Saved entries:
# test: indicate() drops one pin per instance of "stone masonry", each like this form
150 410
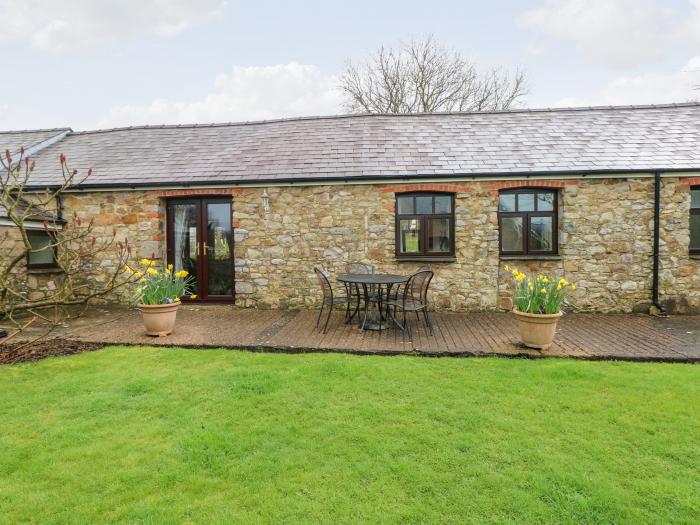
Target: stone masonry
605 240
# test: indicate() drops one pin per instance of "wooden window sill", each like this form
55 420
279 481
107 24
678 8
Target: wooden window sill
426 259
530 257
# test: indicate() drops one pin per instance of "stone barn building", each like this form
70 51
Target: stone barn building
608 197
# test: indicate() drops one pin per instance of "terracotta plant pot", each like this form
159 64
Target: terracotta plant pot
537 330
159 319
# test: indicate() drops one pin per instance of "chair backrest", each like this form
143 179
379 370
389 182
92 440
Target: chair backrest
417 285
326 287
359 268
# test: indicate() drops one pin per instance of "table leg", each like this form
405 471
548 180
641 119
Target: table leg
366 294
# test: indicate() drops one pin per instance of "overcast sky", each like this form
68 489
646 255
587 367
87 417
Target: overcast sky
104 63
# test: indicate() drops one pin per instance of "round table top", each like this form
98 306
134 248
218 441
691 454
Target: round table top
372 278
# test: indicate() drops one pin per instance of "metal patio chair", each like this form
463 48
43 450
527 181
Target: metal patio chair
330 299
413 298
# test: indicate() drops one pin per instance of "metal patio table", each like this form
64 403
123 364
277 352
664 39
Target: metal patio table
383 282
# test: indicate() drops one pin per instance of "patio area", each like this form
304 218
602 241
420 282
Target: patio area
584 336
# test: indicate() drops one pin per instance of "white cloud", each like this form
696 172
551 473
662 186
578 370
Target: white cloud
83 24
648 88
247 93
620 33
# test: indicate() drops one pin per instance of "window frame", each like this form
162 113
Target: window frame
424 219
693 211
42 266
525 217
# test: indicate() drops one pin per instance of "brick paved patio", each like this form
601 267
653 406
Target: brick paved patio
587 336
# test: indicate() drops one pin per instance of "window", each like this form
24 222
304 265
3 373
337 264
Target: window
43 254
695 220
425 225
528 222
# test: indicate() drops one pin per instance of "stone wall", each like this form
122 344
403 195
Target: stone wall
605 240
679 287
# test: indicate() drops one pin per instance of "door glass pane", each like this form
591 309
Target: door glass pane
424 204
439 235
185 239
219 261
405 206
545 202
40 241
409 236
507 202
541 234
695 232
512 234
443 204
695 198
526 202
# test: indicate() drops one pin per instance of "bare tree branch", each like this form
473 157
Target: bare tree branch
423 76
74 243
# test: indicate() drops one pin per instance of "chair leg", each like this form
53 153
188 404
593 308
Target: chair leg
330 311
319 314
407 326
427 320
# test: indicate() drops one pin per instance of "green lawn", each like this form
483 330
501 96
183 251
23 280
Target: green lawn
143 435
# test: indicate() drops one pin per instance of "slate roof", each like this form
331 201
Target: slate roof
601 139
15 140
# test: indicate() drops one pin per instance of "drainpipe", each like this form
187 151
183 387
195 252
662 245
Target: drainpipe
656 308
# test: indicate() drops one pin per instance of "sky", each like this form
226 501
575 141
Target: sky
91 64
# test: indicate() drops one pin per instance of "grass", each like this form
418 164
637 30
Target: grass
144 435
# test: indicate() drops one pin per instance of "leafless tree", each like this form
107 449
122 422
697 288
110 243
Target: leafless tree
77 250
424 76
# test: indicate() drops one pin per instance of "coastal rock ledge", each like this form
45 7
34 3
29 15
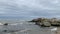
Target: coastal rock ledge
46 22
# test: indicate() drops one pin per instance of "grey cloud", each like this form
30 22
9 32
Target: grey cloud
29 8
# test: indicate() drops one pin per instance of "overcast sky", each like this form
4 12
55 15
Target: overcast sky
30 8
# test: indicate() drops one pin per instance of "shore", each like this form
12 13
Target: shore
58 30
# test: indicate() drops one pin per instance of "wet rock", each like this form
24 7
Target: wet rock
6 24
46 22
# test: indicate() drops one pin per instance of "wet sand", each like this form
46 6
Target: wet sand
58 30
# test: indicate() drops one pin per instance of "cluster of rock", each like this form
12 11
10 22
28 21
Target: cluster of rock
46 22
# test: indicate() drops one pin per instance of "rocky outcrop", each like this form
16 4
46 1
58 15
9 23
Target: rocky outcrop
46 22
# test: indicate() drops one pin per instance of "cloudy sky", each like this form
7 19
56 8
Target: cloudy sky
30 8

==

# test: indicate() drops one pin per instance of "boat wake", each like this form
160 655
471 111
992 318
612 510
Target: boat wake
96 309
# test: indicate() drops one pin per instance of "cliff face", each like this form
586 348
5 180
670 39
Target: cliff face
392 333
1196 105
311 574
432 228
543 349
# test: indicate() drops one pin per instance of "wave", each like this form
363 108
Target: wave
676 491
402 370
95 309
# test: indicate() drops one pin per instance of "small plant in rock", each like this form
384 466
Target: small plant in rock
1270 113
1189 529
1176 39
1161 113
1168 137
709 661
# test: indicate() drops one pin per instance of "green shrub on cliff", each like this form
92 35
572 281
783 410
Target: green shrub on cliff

...

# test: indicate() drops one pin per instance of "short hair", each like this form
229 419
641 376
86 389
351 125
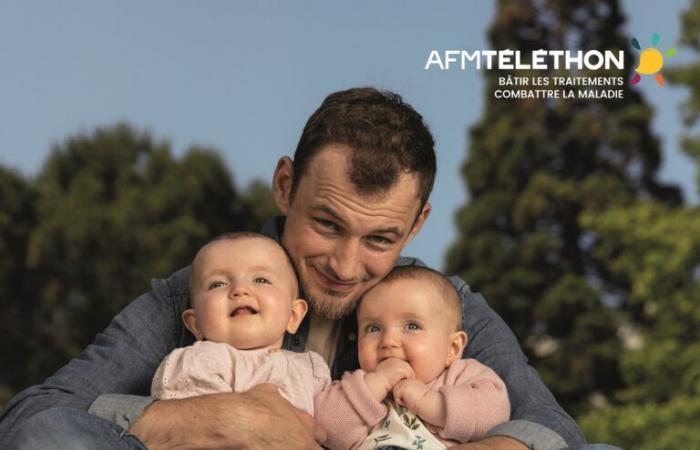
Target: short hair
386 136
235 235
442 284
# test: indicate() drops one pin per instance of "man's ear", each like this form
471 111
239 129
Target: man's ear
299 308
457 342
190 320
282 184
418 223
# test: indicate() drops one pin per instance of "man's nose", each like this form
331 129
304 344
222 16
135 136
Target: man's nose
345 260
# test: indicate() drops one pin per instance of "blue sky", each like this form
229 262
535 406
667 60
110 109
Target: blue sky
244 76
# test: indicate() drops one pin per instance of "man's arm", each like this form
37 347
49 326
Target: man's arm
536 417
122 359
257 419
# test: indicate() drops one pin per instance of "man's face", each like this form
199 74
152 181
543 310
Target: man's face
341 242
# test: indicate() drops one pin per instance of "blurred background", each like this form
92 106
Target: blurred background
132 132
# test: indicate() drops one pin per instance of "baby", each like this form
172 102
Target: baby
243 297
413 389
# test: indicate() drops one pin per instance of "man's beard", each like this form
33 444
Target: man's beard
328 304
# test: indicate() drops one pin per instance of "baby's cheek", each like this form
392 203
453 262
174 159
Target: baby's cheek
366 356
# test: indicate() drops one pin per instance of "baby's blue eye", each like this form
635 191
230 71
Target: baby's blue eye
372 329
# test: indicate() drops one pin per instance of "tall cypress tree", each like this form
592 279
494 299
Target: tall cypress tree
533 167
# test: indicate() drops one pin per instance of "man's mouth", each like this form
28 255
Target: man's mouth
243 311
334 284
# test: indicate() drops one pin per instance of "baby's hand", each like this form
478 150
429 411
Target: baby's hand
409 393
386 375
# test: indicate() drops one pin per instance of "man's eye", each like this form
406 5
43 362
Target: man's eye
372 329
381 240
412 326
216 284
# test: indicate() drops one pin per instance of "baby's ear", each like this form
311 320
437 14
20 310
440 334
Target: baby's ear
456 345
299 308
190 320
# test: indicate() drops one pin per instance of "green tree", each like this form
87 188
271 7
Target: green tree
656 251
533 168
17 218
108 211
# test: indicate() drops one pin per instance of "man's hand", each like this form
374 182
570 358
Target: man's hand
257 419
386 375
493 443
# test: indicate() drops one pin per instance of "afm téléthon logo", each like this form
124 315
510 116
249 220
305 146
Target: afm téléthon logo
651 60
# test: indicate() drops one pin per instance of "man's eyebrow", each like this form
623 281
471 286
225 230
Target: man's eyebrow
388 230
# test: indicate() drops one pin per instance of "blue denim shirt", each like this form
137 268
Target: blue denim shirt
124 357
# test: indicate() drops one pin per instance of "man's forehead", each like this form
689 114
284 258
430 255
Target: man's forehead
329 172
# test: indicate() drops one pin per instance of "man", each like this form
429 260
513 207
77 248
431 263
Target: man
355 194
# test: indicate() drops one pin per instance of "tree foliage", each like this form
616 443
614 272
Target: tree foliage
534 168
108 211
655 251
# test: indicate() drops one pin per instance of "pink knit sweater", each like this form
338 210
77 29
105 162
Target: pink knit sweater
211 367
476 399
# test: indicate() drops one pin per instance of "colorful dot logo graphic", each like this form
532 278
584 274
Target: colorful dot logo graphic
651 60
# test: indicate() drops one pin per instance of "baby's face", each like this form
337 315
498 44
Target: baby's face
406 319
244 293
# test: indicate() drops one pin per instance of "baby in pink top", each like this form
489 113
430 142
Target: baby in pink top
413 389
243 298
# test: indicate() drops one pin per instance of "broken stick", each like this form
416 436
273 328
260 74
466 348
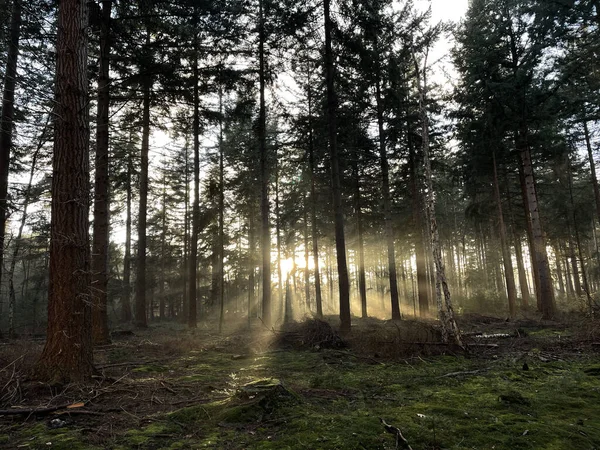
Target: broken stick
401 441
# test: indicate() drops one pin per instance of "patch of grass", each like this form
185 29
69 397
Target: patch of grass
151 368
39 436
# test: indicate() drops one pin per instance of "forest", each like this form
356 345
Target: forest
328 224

— Stated problem —
Pull out each line of the entries above that contains the string "leafless". Case counts, and every matching line should be copied in full.

— Expected answer —
# test: indicate() drops one pin per instance of "leafless tree", each like this form
Target: leafless tree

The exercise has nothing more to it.